### [OBJECTIF DE L'EXERCICE]
Poursuivez le texte sur l'attaque du 7 octobre 2023 en reprenant juste après sa dernière phrase.

=== TEXTE FOURNI ===

L’islam(iste) otage du Juif

7 octobre 2023. Shabbat, Sim’hat Torah.

Le Hamas assassine près de 1500 personnes en terre d’Israël, ne les assassine pas simplement. Il mutile les corps, les dégrade, commet des actes de barbarie. Il retient encore plus de 220 otages. Il n’y avait pas eu contre les Juifs, depuis la Shoah, une telle conjonction d’organisation, de planification et de barbarie. Qu’il y ait eu, depuis la Shoah, une volonté génocidaire et antisémite mise en œuvre, de temps à autre, en particulier au Proche-Orient, est incontestable. Toutefois, elle intervenait dans un contexte d'”opportunité” et non de consciencieuse préparation. Pourquoi s’en sont-ils pris à des enfants, des femmes, des femmes enceintes, des personnes âgées ? Quel lien avec le combat pour la Palestine, en faveur de la création d’un état palestinien ? Quel lien avec l’arrêt de la colonisation ?

C’est le Juif qu’ils cherchent, comme des bêtes sauvages en quête de proies. Ils ont besoin du Juif

C’est le Juif qu’ils cherchent, qu’ils veulent, comme des monstres assoiffés de sang, des bêtes sauvages en quête de proies. Ils ont besoin du Juif. Le Juif pour ce qu’il a de Juif, pour ce qu’il a de plus. Ici, un apparent syllogisme nous laisserait croire que ce que le Juif a de plus est “la terre” : le Hamas est une organisation terroriste réclamant la terre de Palestine, le Juif a la terre de Palestine, donc le Hamas fait la guerre aux Juifs pour prendre la terre de Palestine.

Mais le 7 octobre 2023, où était le dessein politique, le but objectif ? Sont-ils entrés à Sdérot, dans les kibboutzim, à la rave-party, pour prendre le contrôle du territoire ? Rien de tout cela. Il n’y a pas de raisons rationnelles à leurs actes. Il y a peut-être une causalité d’un autre ordre.

Ils ne s’en sont pas pris à des Israéliens d’extrême-droite, ceux qui rêvent en secret ou pas de conquérir tout Israël, la Judée-Samarie, Gaza, pour activer la Terre promise biblique.

Ils ne s’en sont pas pris à des millénaristes, à des Juifs messianiques qui, au nom de leur foi, sont prêts à brutaliser les autres.

Ils s’en sont pris à des Juifs de gauche, des Juifs laïques, des Juifs qui considèrent que l’arabe du coin est plus proche d’eux que l’occidental individualiste et matérialiste.

Ils s’en sont pris à ceux qui veulent la paix, à ceux qui leur tendent l’autre joue pour y recevoir une caresse, à ceux qui tendent des mains, à ceux qui dressent des ponts, qui écoutent de la techno une nuit de fête religieuse.

Comme le Bataclan, comme les terrasses, et comme l’Hypercacher, tout cela combiné. 

Comme si, au fond, ceux qu’ils détestent le plus, ce sont ces laïques.

=== EXTRAITS DE DONNÉES ===

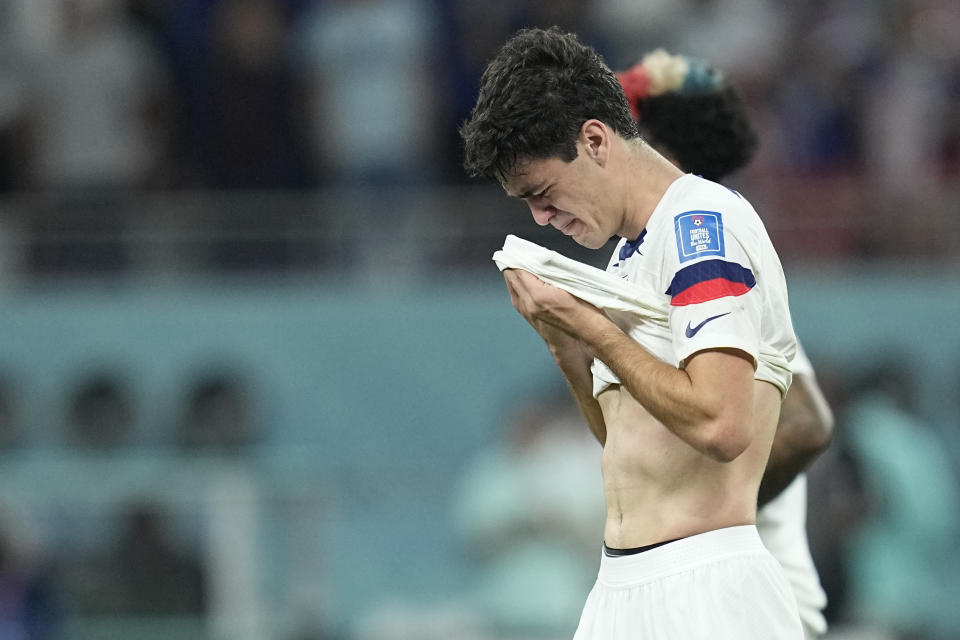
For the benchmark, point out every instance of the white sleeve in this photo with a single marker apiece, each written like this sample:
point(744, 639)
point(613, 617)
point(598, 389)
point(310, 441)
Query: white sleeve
point(710, 278)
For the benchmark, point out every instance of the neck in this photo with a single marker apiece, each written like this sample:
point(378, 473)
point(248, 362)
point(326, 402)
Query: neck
point(649, 175)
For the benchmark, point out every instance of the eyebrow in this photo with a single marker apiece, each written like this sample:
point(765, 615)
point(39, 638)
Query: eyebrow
point(529, 193)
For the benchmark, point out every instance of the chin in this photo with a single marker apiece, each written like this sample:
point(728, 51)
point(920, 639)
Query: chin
point(589, 242)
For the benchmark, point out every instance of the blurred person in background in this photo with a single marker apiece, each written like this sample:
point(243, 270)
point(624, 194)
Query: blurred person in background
point(531, 551)
point(692, 114)
point(100, 91)
point(217, 416)
point(29, 602)
point(372, 81)
point(902, 562)
point(686, 421)
point(250, 112)
point(145, 571)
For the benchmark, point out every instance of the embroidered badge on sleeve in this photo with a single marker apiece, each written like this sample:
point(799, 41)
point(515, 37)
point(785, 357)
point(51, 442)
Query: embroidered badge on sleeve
point(699, 233)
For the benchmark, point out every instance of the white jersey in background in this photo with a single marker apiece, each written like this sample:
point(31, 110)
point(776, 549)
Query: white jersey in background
point(782, 524)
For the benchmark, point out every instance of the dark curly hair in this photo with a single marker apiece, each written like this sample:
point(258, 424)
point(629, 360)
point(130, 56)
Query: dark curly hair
point(708, 134)
point(534, 96)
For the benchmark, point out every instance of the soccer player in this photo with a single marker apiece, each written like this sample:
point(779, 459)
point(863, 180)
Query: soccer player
point(686, 401)
point(689, 112)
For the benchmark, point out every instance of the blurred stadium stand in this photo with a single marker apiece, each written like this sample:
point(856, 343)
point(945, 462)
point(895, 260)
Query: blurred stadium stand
point(173, 257)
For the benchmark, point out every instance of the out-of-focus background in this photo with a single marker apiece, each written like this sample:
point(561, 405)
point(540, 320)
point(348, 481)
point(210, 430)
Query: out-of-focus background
point(259, 378)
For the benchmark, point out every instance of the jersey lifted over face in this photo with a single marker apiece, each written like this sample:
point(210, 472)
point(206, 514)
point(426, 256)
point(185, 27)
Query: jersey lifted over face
point(706, 264)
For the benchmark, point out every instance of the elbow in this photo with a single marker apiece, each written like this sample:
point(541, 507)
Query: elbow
point(819, 434)
point(725, 441)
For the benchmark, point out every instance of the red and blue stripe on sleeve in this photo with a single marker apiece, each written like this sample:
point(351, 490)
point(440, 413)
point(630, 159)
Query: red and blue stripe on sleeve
point(709, 280)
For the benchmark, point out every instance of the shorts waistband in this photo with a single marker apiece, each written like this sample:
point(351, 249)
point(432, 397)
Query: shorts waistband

===

### [RÉSULTAT]
Comme si, au fond, ceux qu’ils respectent le plus, ce sont les Juifs orthodoxes, ces Haredim en noir. Ils les auraient tués eux aussi s’ils avaient été là, bien-sûr, mais tout de même, le message paraît frappé de cette étrangeté : “Nous tuons les athées de votre peuple, ceux qui ont renoncé à votre religion, ceux avec qui nous travaillons les champs, nous avons besoin que votre peuple croie, qu’il devienne religieux, car nous existons grâce à eux. Faites tous Techouva. Notre existence, nous Hamas, nous islamistes, nous interprètes littéraux du Texte, n’a de valeur que parce qu’elle s’origine dans un combat contre ceux qui veulent la guerre contre nous, contre les plus religieux d’entre vous, les Juifs messianiques. Nous avons besoin de vous. Nous dépendons de vous, nous dépendons de vos croyances. Vous avez quelque chose que nous n’avons pas, que nous aimerions avoir, que nous ne pouvons pas avoir et que nous ne pourrons pas avoir. C’est injuste.

L’avoir est impossible mais renoncer à se battre et mourir pour l’avoir est tout aussi impossible. Qu’est-ce que vous avez de plus ? Un rapport au sacré, quelque chose qui vous fait tenir alors que vous ne devriez pas tenir, une berakha, une bénédiction, dont on doute que vous l’ayez, mais peut-être que vous l’avez vraiment, alors dans le doute soit vous avouez que vous ne l’avez pas (mais on ne vous croira pas), soit on veut la même chose que vous, même si on ne peut pas l’avoir. On vous prévient, on va chercher partout à la récupérer, cette chose : dans vos maisons, dans vos chambres à coucher, dans vos cuisines, dans vos mamad, dans les ventres de vos femmes enceintes, dans les viscères de vos vieillards, dans les crânes de vos adolescents.”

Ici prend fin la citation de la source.